• TASK DESCRIPTION: In the material below, some lines may hold the word "grey"; state how many do, giving only the number.
BEGIN
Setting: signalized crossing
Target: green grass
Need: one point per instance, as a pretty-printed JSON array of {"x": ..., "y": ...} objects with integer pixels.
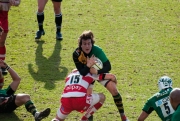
[{"x": 141, "y": 39}]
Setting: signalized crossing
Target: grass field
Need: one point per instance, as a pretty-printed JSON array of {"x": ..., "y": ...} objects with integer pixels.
[{"x": 140, "y": 38}]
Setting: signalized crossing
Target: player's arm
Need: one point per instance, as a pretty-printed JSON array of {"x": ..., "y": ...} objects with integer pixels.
[
  {"x": 143, "y": 116},
  {"x": 82, "y": 68},
  {"x": 90, "y": 88},
  {"x": 106, "y": 63},
  {"x": 106, "y": 67}
]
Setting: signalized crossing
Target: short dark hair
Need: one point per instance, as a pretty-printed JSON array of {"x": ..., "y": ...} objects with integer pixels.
[{"x": 86, "y": 35}]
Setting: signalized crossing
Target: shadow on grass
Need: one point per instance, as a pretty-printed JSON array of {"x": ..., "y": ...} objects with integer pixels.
[
  {"x": 48, "y": 70},
  {"x": 9, "y": 117}
]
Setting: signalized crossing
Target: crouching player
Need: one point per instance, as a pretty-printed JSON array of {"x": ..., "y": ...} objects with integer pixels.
[
  {"x": 78, "y": 96},
  {"x": 10, "y": 101}
]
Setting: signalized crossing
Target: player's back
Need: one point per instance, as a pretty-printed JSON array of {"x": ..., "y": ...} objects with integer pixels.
[{"x": 162, "y": 105}]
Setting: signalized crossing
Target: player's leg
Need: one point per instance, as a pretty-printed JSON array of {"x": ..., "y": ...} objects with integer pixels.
[
  {"x": 40, "y": 18},
  {"x": 24, "y": 99},
  {"x": 58, "y": 18},
  {"x": 1, "y": 80},
  {"x": 64, "y": 110},
  {"x": 111, "y": 87},
  {"x": 4, "y": 25},
  {"x": 97, "y": 102}
]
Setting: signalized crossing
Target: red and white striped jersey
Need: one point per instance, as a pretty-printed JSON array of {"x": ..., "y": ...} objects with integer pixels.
[{"x": 76, "y": 84}]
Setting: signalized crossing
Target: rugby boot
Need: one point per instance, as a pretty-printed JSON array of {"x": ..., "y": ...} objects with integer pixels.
[
  {"x": 4, "y": 71},
  {"x": 39, "y": 33},
  {"x": 59, "y": 36},
  {"x": 40, "y": 115},
  {"x": 124, "y": 118}
]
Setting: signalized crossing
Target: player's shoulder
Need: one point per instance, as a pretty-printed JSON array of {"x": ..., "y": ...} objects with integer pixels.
[
  {"x": 97, "y": 47},
  {"x": 76, "y": 52}
]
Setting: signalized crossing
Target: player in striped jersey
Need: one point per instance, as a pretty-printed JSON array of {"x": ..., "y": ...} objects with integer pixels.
[
  {"x": 77, "y": 95},
  {"x": 9, "y": 101}
]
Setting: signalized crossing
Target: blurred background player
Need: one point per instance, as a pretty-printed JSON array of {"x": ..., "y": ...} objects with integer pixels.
[
  {"x": 10, "y": 101},
  {"x": 84, "y": 58},
  {"x": 159, "y": 101},
  {"x": 175, "y": 102},
  {"x": 40, "y": 18},
  {"x": 4, "y": 9},
  {"x": 77, "y": 95}
]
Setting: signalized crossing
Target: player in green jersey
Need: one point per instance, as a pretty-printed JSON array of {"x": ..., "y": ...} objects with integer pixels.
[
  {"x": 84, "y": 58},
  {"x": 175, "y": 102},
  {"x": 9, "y": 101},
  {"x": 160, "y": 101}
]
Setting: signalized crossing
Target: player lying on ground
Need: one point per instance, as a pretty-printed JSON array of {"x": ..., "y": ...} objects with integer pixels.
[
  {"x": 78, "y": 96},
  {"x": 159, "y": 102},
  {"x": 10, "y": 101}
]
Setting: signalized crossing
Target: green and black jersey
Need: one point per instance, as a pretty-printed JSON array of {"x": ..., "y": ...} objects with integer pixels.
[
  {"x": 160, "y": 102},
  {"x": 80, "y": 60},
  {"x": 176, "y": 115}
]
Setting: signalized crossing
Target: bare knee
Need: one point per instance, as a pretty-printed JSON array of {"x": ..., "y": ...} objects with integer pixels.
[
  {"x": 102, "y": 97},
  {"x": 111, "y": 87}
]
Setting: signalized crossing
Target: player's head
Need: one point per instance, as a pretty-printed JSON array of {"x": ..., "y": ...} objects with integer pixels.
[
  {"x": 86, "y": 41},
  {"x": 164, "y": 82}
]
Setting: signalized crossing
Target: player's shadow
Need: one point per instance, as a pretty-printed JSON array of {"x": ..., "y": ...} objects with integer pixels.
[
  {"x": 49, "y": 69},
  {"x": 9, "y": 117}
]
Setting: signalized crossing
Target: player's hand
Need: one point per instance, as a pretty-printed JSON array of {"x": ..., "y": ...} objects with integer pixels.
[
  {"x": 93, "y": 71},
  {"x": 91, "y": 61}
]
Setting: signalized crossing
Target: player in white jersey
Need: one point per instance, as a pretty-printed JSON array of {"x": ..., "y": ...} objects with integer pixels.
[
  {"x": 4, "y": 9},
  {"x": 77, "y": 95}
]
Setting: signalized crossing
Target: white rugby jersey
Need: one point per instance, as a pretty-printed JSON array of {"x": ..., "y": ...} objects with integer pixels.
[{"x": 76, "y": 84}]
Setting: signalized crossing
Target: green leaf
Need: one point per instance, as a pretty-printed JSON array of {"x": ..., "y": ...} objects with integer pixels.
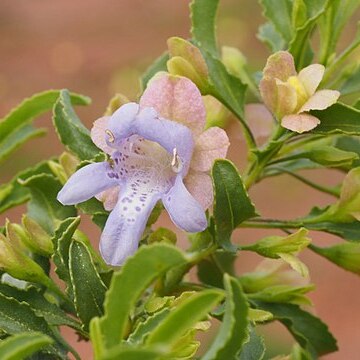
[
  {"x": 299, "y": 45},
  {"x": 330, "y": 156},
  {"x": 268, "y": 35},
  {"x": 211, "y": 270},
  {"x": 309, "y": 331},
  {"x": 352, "y": 84},
  {"x": 203, "y": 17},
  {"x": 332, "y": 24},
  {"x": 22, "y": 345},
  {"x": 225, "y": 87},
  {"x": 148, "y": 325},
  {"x": 347, "y": 231},
  {"x": 36, "y": 300},
  {"x": 158, "y": 65},
  {"x": 284, "y": 294},
  {"x": 43, "y": 207},
  {"x": 126, "y": 353},
  {"x": 88, "y": 288},
  {"x": 254, "y": 347},
  {"x": 338, "y": 118},
  {"x": 62, "y": 240},
  {"x": 16, "y": 139},
  {"x": 13, "y": 193},
  {"x": 29, "y": 109},
  {"x": 232, "y": 203},
  {"x": 279, "y": 13},
  {"x": 16, "y": 317},
  {"x": 132, "y": 280},
  {"x": 345, "y": 255},
  {"x": 72, "y": 133},
  {"x": 184, "y": 317},
  {"x": 233, "y": 330}
]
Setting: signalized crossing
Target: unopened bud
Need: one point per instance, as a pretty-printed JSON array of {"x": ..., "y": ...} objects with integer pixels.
[
  {"x": 39, "y": 241},
  {"x": 69, "y": 163},
  {"x": 187, "y": 60}
]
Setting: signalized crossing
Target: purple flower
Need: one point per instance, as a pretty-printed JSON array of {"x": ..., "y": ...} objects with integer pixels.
[{"x": 152, "y": 158}]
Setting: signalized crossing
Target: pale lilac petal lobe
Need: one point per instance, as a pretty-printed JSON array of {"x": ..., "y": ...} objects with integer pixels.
[
  {"x": 300, "y": 122},
  {"x": 86, "y": 183},
  {"x": 147, "y": 124},
  {"x": 199, "y": 185},
  {"x": 109, "y": 197},
  {"x": 311, "y": 77},
  {"x": 125, "y": 226},
  {"x": 210, "y": 145},
  {"x": 184, "y": 210},
  {"x": 98, "y": 134},
  {"x": 321, "y": 100},
  {"x": 176, "y": 98}
]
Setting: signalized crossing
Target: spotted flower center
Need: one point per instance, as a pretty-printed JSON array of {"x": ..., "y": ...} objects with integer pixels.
[{"x": 144, "y": 164}]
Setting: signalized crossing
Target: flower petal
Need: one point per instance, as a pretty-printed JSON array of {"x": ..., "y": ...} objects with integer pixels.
[
  {"x": 146, "y": 124},
  {"x": 210, "y": 145},
  {"x": 311, "y": 77},
  {"x": 98, "y": 134},
  {"x": 321, "y": 100},
  {"x": 300, "y": 122},
  {"x": 125, "y": 226},
  {"x": 109, "y": 197},
  {"x": 199, "y": 185},
  {"x": 176, "y": 98},
  {"x": 184, "y": 210},
  {"x": 86, "y": 183}
]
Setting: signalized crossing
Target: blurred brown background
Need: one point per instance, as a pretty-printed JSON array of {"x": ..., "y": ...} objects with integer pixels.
[{"x": 101, "y": 47}]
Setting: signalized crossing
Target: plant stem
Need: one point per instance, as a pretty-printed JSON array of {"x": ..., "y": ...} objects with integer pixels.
[
  {"x": 330, "y": 191},
  {"x": 256, "y": 167},
  {"x": 270, "y": 224}
]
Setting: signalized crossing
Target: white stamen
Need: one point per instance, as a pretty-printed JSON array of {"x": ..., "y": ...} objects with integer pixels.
[
  {"x": 176, "y": 162},
  {"x": 111, "y": 137}
]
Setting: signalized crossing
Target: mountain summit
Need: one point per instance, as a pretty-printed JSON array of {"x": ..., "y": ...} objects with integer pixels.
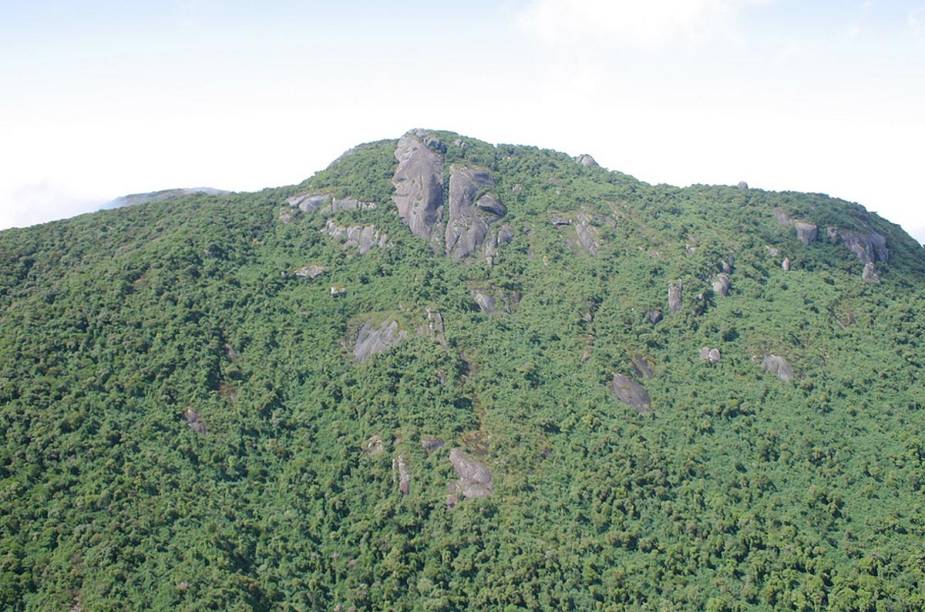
[{"x": 444, "y": 374}]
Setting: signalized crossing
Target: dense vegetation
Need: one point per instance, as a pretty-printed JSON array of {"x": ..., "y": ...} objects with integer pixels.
[{"x": 739, "y": 491}]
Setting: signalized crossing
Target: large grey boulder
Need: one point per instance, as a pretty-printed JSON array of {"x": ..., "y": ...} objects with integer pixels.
[
  {"x": 418, "y": 182},
  {"x": 631, "y": 393},
  {"x": 778, "y": 366},
  {"x": 675, "y": 297},
  {"x": 721, "y": 285},
  {"x": 475, "y": 478},
  {"x": 373, "y": 339},
  {"x": 473, "y": 208},
  {"x": 363, "y": 237}
]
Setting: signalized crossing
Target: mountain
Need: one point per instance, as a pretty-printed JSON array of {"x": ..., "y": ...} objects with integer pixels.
[
  {"x": 135, "y": 199},
  {"x": 442, "y": 374}
]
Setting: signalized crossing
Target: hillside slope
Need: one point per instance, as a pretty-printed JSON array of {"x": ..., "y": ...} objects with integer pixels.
[{"x": 442, "y": 374}]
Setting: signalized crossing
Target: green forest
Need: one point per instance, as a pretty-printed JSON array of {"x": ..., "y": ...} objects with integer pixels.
[{"x": 190, "y": 418}]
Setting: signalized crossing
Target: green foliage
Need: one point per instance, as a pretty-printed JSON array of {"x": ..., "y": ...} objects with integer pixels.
[{"x": 739, "y": 492}]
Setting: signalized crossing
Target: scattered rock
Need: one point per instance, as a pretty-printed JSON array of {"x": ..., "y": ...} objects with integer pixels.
[
  {"x": 485, "y": 302},
  {"x": 631, "y": 393},
  {"x": 870, "y": 273},
  {"x": 430, "y": 444},
  {"x": 642, "y": 366},
  {"x": 374, "y": 446},
  {"x": 373, "y": 339},
  {"x": 721, "y": 285},
  {"x": 311, "y": 271},
  {"x": 418, "y": 182},
  {"x": 778, "y": 366},
  {"x": 404, "y": 474},
  {"x": 473, "y": 207},
  {"x": 363, "y": 237},
  {"x": 194, "y": 421},
  {"x": 587, "y": 161},
  {"x": 675, "y": 297},
  {"x": 475, "y": 478}
]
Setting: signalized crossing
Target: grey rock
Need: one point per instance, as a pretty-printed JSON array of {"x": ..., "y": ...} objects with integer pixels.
[
  {"x": 418, "y": 182},
  {"x": 642, "y": 366},
  {"x": 363, "y": 237},
  {"x": 587, "y": 161},
  {"x": 587, "y": 234},
  {"x": 721, "y": 285},
  {"x": 194, "y": 421},
  {"x": 675, "y": 297},
  {"x": 778, "y": 366},
  {"x": 430, "y": 444},
  {"x": 475, "y": 479},
  {"x": 373, "y": 339},
  {"x": 311, "y": 271},
  {"x": 631, "y": 393},
  {"x": 806, "y": 232},
  {"x": 485, "y": 302},
  {"x": 400, "y": 466},
  {"x": 472, "y": 208}
]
END
• EXERCISE RESPONSE: 2